Please count the lines below that contain the string "white", matching case exactly, and reply with the number alone.
++++ Entries shown
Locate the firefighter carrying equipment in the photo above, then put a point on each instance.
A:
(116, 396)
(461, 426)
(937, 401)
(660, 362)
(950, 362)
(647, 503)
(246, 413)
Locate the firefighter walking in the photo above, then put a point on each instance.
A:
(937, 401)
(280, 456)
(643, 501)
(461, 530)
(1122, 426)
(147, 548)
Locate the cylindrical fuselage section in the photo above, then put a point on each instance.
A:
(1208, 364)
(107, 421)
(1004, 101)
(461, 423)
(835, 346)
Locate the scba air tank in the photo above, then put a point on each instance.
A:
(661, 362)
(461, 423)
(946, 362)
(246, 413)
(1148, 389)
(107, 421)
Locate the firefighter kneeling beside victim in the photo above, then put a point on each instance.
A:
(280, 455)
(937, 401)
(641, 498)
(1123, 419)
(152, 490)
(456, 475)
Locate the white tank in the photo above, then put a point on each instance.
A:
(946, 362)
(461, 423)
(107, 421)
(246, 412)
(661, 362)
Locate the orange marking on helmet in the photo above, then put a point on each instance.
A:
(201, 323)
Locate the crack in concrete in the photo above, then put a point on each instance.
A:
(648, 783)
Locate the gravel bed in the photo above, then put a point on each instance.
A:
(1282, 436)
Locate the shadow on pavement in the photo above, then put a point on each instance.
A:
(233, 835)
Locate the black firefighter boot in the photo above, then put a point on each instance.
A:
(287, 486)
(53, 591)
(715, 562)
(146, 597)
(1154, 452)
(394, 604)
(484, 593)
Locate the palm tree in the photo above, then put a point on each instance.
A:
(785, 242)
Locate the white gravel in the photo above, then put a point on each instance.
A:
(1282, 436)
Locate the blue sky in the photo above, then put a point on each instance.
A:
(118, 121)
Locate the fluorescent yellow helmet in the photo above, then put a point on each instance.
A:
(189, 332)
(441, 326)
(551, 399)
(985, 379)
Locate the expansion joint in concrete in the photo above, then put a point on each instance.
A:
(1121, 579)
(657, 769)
++++++++
++++ Entries shown
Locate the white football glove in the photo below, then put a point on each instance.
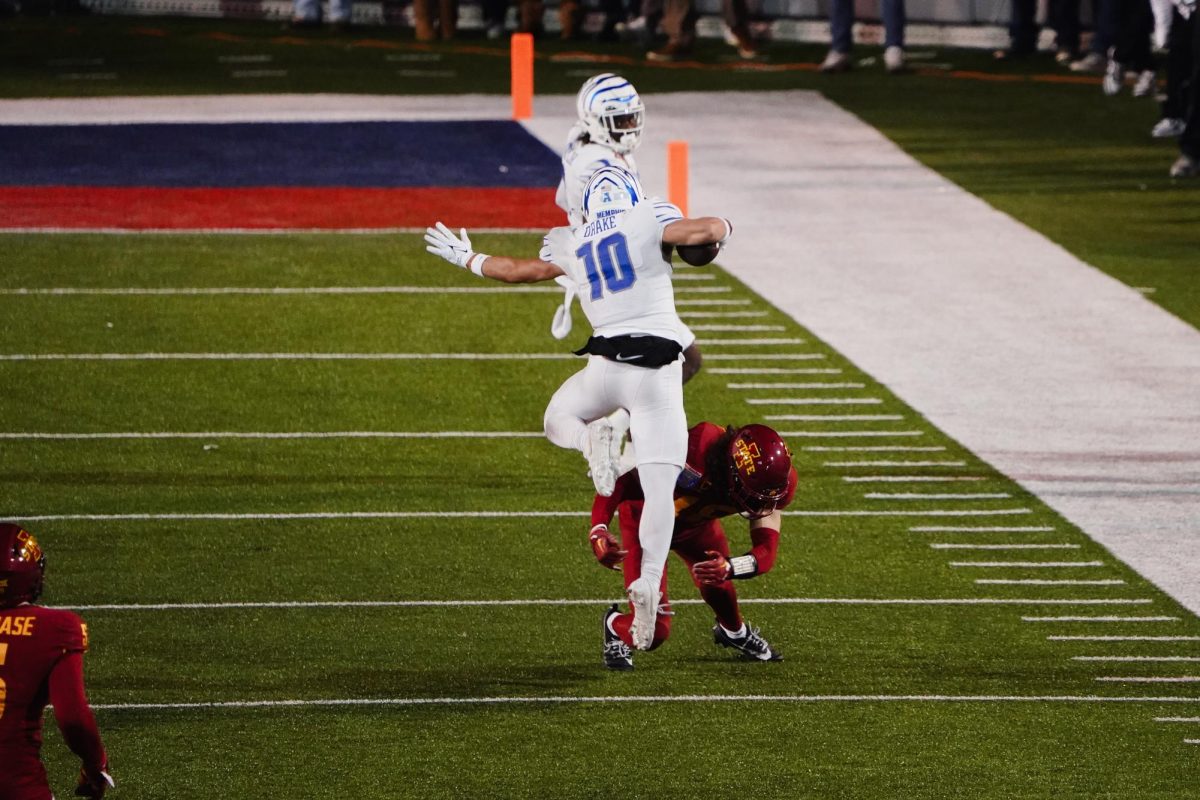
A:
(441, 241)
++++++++
Answer to the problem: 3